OBJECTIF
Repérez dans le matériel ci-dessous chaque ligne qui contient le mot « church », puis recopiez-la telle quelle.

DONNÉES FOURNIES

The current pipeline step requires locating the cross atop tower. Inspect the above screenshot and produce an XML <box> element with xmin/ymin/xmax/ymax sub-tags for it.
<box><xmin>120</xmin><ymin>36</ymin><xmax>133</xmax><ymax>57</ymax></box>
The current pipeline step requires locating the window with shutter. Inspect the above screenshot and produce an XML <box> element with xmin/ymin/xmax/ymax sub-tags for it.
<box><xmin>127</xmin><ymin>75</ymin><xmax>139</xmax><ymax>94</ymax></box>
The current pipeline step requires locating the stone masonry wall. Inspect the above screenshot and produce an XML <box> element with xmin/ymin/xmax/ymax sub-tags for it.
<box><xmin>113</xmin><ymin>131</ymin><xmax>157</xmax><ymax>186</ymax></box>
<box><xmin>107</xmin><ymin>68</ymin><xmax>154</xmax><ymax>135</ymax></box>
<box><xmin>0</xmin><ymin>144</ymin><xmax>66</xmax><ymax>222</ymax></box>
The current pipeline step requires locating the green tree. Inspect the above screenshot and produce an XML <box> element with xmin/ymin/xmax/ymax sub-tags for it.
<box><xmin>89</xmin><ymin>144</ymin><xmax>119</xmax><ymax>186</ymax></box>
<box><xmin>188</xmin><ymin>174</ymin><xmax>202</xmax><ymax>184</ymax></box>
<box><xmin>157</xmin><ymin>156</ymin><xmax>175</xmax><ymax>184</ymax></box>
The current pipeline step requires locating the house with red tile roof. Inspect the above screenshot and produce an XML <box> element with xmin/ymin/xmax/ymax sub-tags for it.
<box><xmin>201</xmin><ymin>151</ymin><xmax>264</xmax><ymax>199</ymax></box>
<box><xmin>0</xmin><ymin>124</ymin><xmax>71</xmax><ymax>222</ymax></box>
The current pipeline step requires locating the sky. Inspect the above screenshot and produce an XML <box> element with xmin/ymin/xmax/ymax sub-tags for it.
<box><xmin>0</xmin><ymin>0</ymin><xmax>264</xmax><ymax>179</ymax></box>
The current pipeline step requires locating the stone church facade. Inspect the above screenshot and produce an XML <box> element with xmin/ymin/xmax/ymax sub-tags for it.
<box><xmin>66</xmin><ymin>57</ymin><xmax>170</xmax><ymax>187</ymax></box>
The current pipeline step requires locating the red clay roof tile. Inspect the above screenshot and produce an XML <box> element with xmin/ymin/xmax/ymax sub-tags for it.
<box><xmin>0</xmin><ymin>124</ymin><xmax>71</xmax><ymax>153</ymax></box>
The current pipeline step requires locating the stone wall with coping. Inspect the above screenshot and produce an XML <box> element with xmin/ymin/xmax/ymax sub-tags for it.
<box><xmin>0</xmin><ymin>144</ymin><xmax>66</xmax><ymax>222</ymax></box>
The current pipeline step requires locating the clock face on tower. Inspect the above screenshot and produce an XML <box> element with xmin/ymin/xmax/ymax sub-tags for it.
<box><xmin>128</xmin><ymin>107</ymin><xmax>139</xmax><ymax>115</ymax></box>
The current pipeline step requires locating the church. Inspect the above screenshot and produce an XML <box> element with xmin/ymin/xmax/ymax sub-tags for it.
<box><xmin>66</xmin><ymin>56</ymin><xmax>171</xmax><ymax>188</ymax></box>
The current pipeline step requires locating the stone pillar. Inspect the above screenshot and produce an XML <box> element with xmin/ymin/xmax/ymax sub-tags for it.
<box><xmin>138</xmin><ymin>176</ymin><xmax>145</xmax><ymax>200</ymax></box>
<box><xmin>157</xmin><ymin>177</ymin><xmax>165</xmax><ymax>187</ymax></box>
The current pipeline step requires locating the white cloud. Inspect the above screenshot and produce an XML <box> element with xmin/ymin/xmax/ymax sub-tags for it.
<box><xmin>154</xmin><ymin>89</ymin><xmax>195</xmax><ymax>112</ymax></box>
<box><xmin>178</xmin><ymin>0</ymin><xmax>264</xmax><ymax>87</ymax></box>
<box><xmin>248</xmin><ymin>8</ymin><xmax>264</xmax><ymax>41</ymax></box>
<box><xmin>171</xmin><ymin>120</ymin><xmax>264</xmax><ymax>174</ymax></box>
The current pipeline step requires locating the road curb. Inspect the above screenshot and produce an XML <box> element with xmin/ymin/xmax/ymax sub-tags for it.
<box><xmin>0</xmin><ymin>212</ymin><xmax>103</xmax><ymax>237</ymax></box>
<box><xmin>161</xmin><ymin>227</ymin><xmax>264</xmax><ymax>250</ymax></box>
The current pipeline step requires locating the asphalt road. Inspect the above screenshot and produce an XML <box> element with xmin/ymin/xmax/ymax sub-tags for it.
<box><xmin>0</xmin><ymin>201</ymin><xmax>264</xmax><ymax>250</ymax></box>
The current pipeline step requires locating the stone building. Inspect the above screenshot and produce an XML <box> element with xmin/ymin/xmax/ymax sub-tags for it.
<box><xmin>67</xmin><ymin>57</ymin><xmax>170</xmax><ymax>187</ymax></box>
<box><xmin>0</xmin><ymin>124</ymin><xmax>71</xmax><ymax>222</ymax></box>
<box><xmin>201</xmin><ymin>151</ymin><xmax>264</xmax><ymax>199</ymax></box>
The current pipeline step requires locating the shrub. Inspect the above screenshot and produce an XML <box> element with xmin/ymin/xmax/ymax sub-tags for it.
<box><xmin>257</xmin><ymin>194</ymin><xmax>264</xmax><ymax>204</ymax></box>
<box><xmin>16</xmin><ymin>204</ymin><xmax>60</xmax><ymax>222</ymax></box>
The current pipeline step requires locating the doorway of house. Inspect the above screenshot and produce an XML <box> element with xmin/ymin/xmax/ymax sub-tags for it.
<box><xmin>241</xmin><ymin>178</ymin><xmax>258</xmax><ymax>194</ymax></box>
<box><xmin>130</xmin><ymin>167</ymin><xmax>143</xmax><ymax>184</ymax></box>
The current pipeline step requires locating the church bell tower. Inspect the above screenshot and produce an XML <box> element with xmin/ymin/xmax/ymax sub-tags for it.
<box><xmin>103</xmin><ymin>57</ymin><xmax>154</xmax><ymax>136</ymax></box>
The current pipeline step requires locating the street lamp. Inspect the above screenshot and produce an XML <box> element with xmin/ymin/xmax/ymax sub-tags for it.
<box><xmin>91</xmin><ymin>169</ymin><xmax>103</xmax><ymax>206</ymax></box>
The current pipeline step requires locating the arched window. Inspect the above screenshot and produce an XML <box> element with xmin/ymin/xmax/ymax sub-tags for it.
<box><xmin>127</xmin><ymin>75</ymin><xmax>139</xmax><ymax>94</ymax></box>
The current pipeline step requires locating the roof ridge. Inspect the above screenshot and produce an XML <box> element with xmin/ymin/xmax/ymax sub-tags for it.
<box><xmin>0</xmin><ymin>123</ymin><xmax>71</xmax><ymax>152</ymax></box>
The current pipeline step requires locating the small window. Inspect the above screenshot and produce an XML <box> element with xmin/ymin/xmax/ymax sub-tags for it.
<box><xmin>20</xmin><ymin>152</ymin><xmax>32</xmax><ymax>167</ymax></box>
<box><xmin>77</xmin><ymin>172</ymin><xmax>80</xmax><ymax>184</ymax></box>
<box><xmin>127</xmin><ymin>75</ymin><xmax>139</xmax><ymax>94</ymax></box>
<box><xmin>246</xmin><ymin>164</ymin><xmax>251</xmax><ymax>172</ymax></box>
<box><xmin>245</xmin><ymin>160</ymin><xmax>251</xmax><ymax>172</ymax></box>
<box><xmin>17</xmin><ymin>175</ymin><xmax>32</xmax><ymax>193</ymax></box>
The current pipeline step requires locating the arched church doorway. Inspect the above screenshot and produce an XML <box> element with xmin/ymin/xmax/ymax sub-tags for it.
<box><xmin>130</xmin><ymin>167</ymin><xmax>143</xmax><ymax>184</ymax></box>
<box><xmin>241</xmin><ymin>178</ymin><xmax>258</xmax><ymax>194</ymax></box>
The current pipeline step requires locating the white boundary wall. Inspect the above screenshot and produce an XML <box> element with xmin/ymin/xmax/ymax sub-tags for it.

CORRIGÉ
The current pipeline step requires locating the stone church facade. Inspect the above screenshot and produce an XML <box> element with xmin/ymin/xmax/ymax sub-tags for it.
The current pipeline step requires locating the church. Inspect the above screenshot and produce an XML <box> element with xmin/ymin/xmax/ymax sub-tags for it.
The current pipeline step requires locating the church bell tower. Inspect the above screenshot and produce an XML <box> element with xmin/ymin/xmax/ymax sub-tags for it.
The current pipeline step requires locating the arched church doorway. Inspect the above screenshot and produce an XML <box> element with xmin/ymin/xmax/ymax sub-tags for it.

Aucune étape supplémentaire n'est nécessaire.